** SOURCE RECORDS follows **

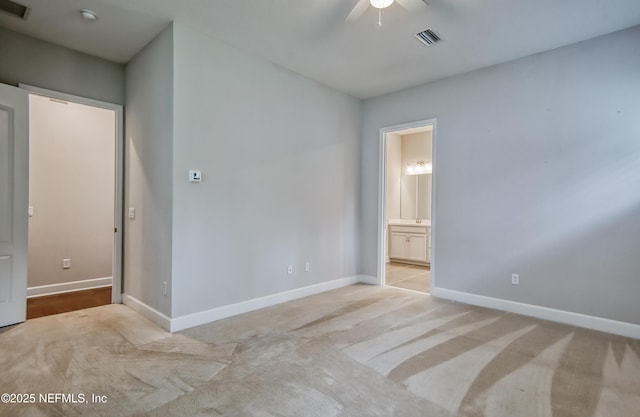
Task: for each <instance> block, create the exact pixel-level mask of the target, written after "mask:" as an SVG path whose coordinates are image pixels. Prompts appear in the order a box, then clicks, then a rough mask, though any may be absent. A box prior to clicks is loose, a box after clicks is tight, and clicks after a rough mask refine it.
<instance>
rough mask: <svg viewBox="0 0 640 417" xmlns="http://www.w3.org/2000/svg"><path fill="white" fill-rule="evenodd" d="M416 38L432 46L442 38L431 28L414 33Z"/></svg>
mask: <svg viewBox="0 0 640 417" xmlns="http://www.w3.org/2000/svg"><path fill="white" fill-rule="evenodd" d="M416 38H418V40H419V41H420V42H422V43H424V44H425V45H426V46H432V45H434V44H436V43H438V42H440V41H441V40H442V38H441V37H440V35H438V34H437V33H436V32H435V31H434V30H433V29H425V30H423V31H422V32H419V33H416Z"/></svg>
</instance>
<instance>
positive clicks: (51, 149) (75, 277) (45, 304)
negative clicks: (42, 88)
mask: <svg viewBox="0 0 640 417" xmlns="http://www.w3.org/2000/svg"><path fill="white" fill-rule="evenodd" d="M21 87H22V88H23V89H25V90H27V91H28V92H29V180H28V181H29V209H28V213H29V226H28V235H29V241H28V268H27V308H26V312H27V314H26V315H27V319H31V318H37V317H42V316H45V315H51V314H58V313H63V312H68V311H74V310H79V309H84V308H89V307H95V306H99V305H104V304H110V303H112V302H120V293H121V274H120V271H121V256H120V253H121V245H122V242H121V235H122V234H121V232H120V229H121V228H120V223H121V211H122V209H121V198H120V195H121V192H122V188H121V184H122V181H121V178H122V177H121V175H122V146H121V142H122V133H121V129H122V108H121V106H118V105H113V104H110V103H104V102H100V101H96V100H91V99H88V98H83V97H77V96H73V95H69V94H64V93H59V92H55V91H50V90H44V89H40V88H37V87H32V86H21Z"/></svg>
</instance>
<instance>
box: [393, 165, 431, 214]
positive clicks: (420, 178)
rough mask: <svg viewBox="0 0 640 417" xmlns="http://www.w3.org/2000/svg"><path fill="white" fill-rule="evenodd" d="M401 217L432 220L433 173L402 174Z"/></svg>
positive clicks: (400, 213) (401, 187)
mask: <svg viewBox="0 0 640 417" xmlns="http://www.w3.org/2000/svg"><path fill="white" fill-rule="evenodd" d="M400 217H401V218H402V219H408V220H413V219H424V220H431V174H421V175H403V176H402V178H401V180H400Z"/></svg>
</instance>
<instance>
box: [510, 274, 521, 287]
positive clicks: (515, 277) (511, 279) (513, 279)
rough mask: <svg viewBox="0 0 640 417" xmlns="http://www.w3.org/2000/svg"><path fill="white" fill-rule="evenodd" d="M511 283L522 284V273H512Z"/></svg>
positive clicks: (511, 283) (513, 283)
mask: <svg viewBox="0 0 640 417" xmlns="http://www.w3.org/2000/svg"><path fill="white" fill-rule="evenodd" d="M511 285H520V275H518V274H511Z"/></svg>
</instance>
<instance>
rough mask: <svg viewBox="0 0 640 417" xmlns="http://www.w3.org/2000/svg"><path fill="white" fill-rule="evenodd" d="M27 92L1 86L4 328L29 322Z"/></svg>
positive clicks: (20, 90) (2, 291) (0, 176)
mask: <svg viewBox="0 0 640 417" xmlns="http://www.w3.org/2000/svg"><path fill="white" fill-rule="evenodd" d="M27 97H28V96H27V92H26V91H24V90H21V89H19V88H16V87H11V86H8V85H4V84H0V326H8V325H10V324H15V323H20V322H23V321H25V320H26V315H27V312H26V304H27V235H28V224H27V222H28V218H27V205H28V195H29V192H28V191H29V190H28V188H29V178H28V176H29V168H28V165H29V143H28V140H29V139H28V138H29V136H28V98H27Z"/></svg>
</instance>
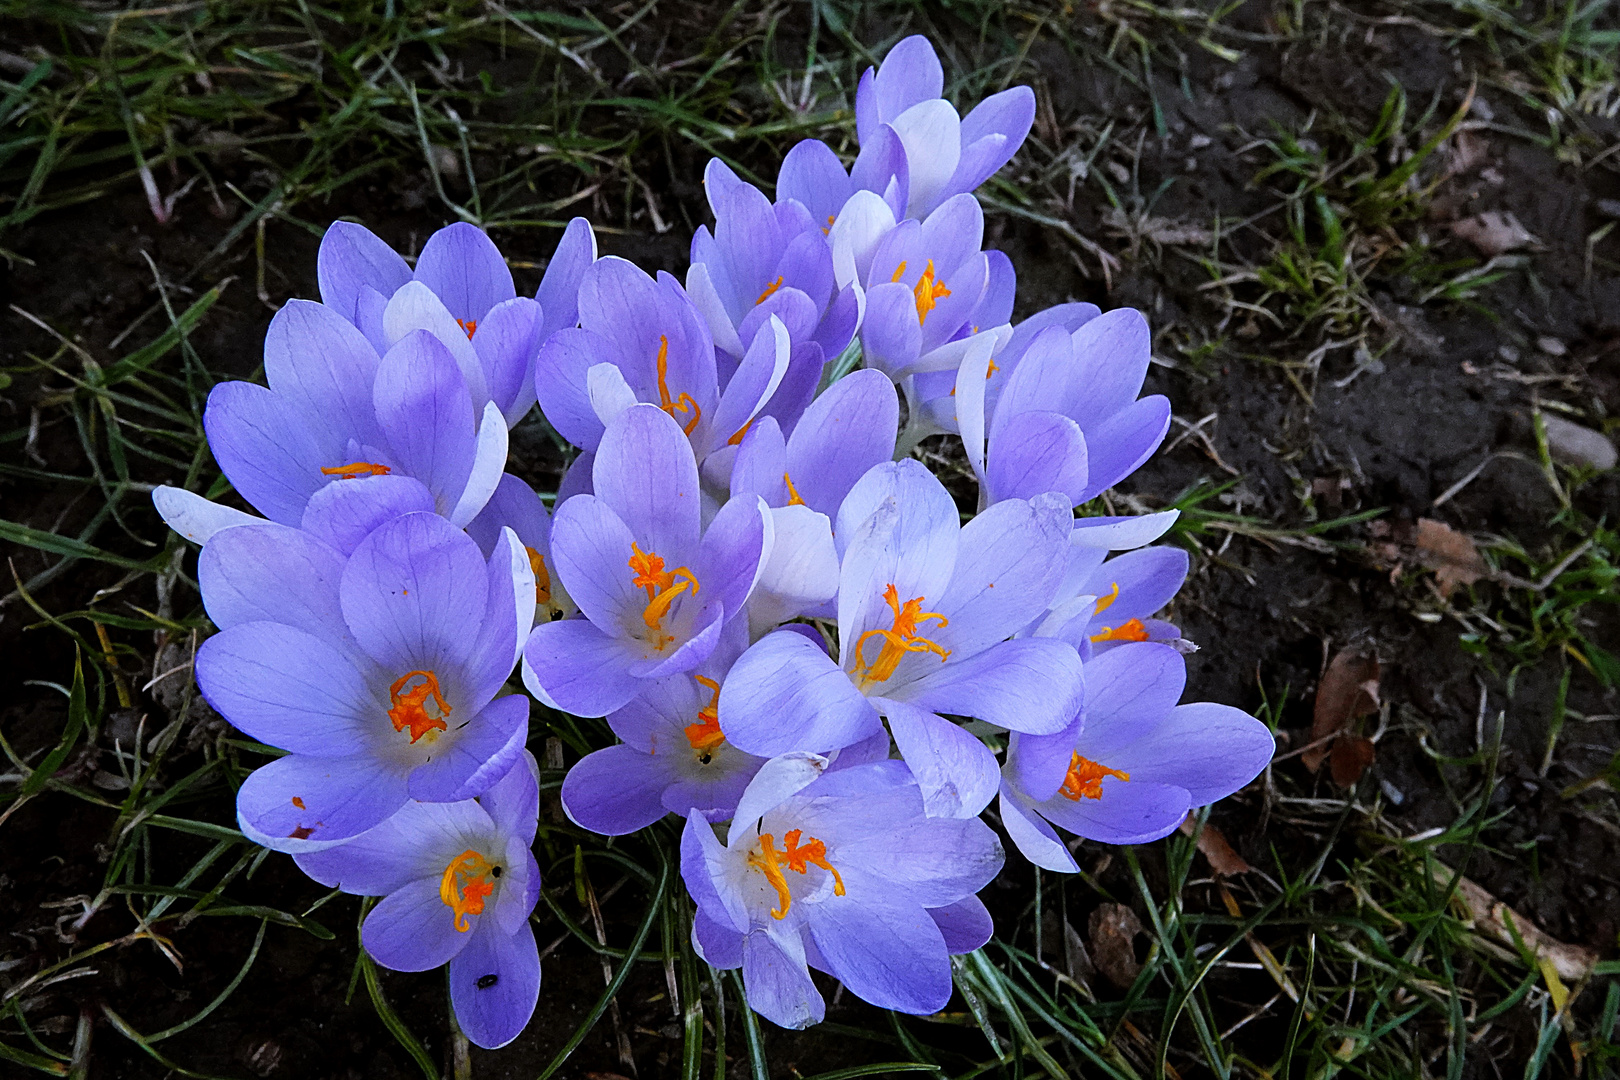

** End of SOURCE RECORDS **

Everything from the first line of the records through the line containing "positive clicks: (51, 149)" should be reproduced exactly, apart from the pictures.

SOLUTION TO THIS TASK —
Task: for each <instance> block, create the exact pixel-level mask of the target, written after "mask:" as an SVG path whose coordinates are image pixels. Prompts appear in the order a box, then clicks, then a rough mask, though any may be absent. A box prior to clicks is loose, a box after clicks is tight, and clicks after a rough mask refine it.
<instance>
rough mask: <svg viewBox="0 0 640 417" xmlns="http://www.w3.org/2000/svg"><path fill="white" fill-rule="evenodd" d="M416 38L432 46L442 38L431 28L414 33Z"/></svg>
mask: <svg viewBox="0 0 640 417" xmlns="http://www.w3.org/2000/svg"><path fill="white" fill-rule="evenodd" d="M416 38H418V40H419V41H420V42H422V43H424V44H425V45H426V46H432V45H434V44H436V43H438V42H440V41H441V40H442V38H441V37H440V35H438V34H437V33H436V32H435V31H434V30H433V29H425V30H423V31H422V32H419V33H416Z"/></svg>
</instance>
<instance>
positive clicks: (51, 149) (75, 277) (45, 304)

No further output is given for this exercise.